== Extrait du texte ==

Sous le colonialisme Maktahr, Gafsa et Thala étaient pourvues de bibliothèques municipales auxquelles pouvaient accéder les indigènes.

De nombreuses activités de théâtre en plein air, pour enfants, de contes et d'animation culturelles et récréatives (films en plein air , initiation à la peinture et au dessin ..) étaient organisées par les instituteurs et la mairie.

Une vie culturelle et artistique aussi importante que celle des régions du littoral existait à Gafsa, Makhtar, Metlaoui et Thala.

Gafsa notamment était un centre culturel de première importance d'études islamiques : des cours religieux et juridiques étaient dispensés à la Grande Mosquée; de nombreux érudits furent ainsi formés dès le XVI siècle (famille BEN ABDELKADER)

Après l'indépendance, la vie culturelle s'est effondrée : bibliothèque dévalisée de plusieurs milliers d'ouvrages , plus de théâtre en plein air, piscine municipale réservée à quelques privilégiés, plus de projection de films et 'uvres artistiques etc...

===

**Consigne 1**: Traduisez en anglais la phrase suivante de l'extrait : « Une vie culturelle et artistique aussi importante que celle des régions du littoral existait à Gafsa, Makhtar, Metlaoui et Thala. »
**Consigne 2**: Indiquez si chacune des affirmations suivantes concorde avec l'extrait, en répondant par oui ou par non et en citant les mots décisifs de l'extrait : (a) Des cours religieux étaient donnés à la Grande Mosquée de Gafsa. (b) Après l'indépendance, la piscine municipale était accessible à tous. (c) Les activités culturelles et récréatives étaient organisées par les instituteurs et la mairie.
**Consigne 3**: Recopiez fidèlement le passage de l'extrait compris entre « Gafsa notamment était » et « et 'uvres artistiques etc... », ces deux segments inclus.

== Données fournies ==

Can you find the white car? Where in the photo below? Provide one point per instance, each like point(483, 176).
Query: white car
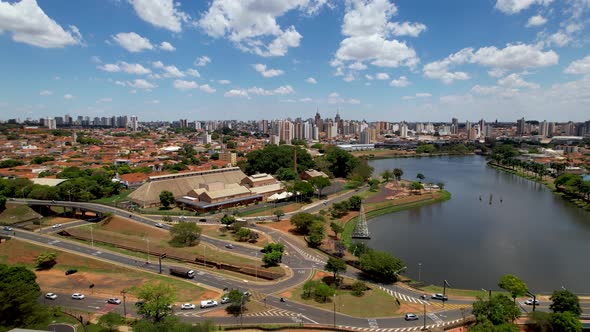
point(208, 304)
point(187, 306)
point(51, 296)
point(78, 296)
point(114, 300)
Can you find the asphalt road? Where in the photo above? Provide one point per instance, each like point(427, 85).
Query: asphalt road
point(300, 259)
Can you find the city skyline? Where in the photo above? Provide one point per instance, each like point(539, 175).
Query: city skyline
point(366, 59)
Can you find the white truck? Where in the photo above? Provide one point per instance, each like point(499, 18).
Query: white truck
point(182, 272)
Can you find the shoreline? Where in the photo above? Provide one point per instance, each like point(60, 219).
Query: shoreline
point(571, 199)
point(370, 214)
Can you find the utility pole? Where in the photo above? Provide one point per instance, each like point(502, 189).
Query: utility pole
point(124, 292)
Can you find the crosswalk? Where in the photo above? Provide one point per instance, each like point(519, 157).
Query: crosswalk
point(303, 253)
point(403, 297)
point(273, 312)
point(400, 329)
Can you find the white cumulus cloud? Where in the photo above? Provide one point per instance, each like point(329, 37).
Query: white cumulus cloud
point(132, 42)
point(535, 21)
point(262, 69)
point(161, 13)
point(202, 61)
point(401, 82)
point(251, 24)
point(166, 46)
point(515, 6)
point(581, 66)
point(29, 24)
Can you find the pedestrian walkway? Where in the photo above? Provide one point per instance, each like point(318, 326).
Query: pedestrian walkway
point(403, 297)
point(273, 312)
point(401, 329)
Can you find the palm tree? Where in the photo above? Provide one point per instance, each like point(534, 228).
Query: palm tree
point(397, 172)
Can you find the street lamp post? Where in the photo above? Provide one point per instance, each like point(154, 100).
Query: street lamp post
point(419, 272)
point(124, 292)
point(148, 246)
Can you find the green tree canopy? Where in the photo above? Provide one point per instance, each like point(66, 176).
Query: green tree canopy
point(317, 233)
point(565, 322)
point(336, 266)
point(155, 300)
point(185, 234)
point(19, 292)
point(166, 198)
point(45, 260)
point(513, 285)
point(380, 265)
point(565, 301)
point(303, 220)
point(319, 183)
point(273, 157)
point(499, 310)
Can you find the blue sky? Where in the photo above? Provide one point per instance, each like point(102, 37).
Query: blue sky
point(413, 60)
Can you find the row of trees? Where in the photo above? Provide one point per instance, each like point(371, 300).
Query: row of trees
point(278, 160)
point(498, 312)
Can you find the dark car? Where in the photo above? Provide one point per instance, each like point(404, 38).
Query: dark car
point(71, 271)
point(440, 297)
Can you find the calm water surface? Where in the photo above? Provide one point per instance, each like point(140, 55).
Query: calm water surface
point(532, 233)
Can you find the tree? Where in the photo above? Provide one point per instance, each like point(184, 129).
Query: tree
point(166, 198)
point(185, 234)
point(237, 302)
point(272, 258)
point(381, 266)
point(358, 288)
point(228, 220)
point(416, 186)
point(45, 260)
point(336, 266)
point(499, 310)
point(323, 292)
point(302, 222)
point(274, 247)
point(565, 301)
point(110, 322)
point(243, 234)
point(155, 300)
point(336, 228)
point(513, 285)
point(566, 322)
point(279, 213)
point(2, 203)
point(355, 203)
point(319, 183)
point(19, 292)
point(397, 172)
point(316, 233)
point(386, 175)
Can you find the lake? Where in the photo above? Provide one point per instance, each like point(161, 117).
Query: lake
point(532, 233)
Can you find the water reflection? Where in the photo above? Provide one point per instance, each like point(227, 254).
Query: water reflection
point(531, 233)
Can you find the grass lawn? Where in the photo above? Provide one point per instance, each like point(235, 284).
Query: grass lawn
point(373, 303)
point(109, 279)
point(135, 235)
point(220, 232)
point(15, 213)
point(431, 289)
point(114, 199)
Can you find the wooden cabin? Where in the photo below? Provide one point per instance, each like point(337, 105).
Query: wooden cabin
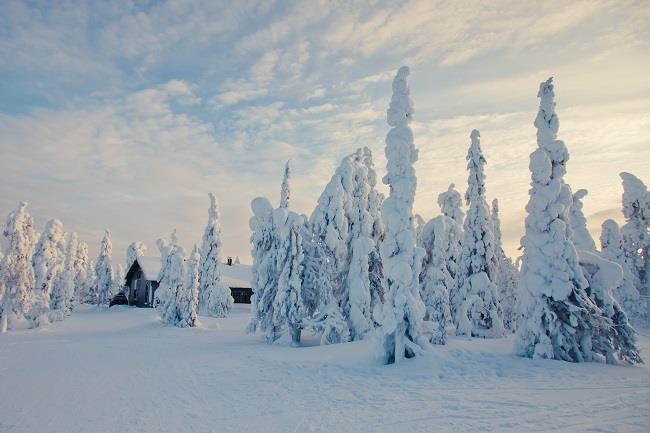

===

**Réponse 1**: A cultural and artistic life as significant as that of the coastal regions existed in Gafsa, Makhtar, Metlaoui and Thala.

**Réponse 2**:
(a) Oui : « des cours religieux et juridiques étaient dispensés à la Grande Mosquée »
(b) Non : « piscine municipale réservée à quelques privilégiés »
(c) Oui : « étaient organisées par les instituteurs et la mairie »

**Réponse 3**:
Gafsa notamment était un centre culturel de première importance d'études islamiques : des cours religieux et juridiques étaient dispensés à la Grande Mosquée; de nombreux érudits furent ainsi formés dès le XVI siècle (famille BEN ABDELKADER)

Après l'indépendance, la vie culturelle s'est effondrée : bibliothèque dévalisée de plusieurs milliers d'ouvrages , plus de théâtre en plein air, piscine municipale réservée à quelques privilégiés, plus de projection de films et 'uvres artistiques etc...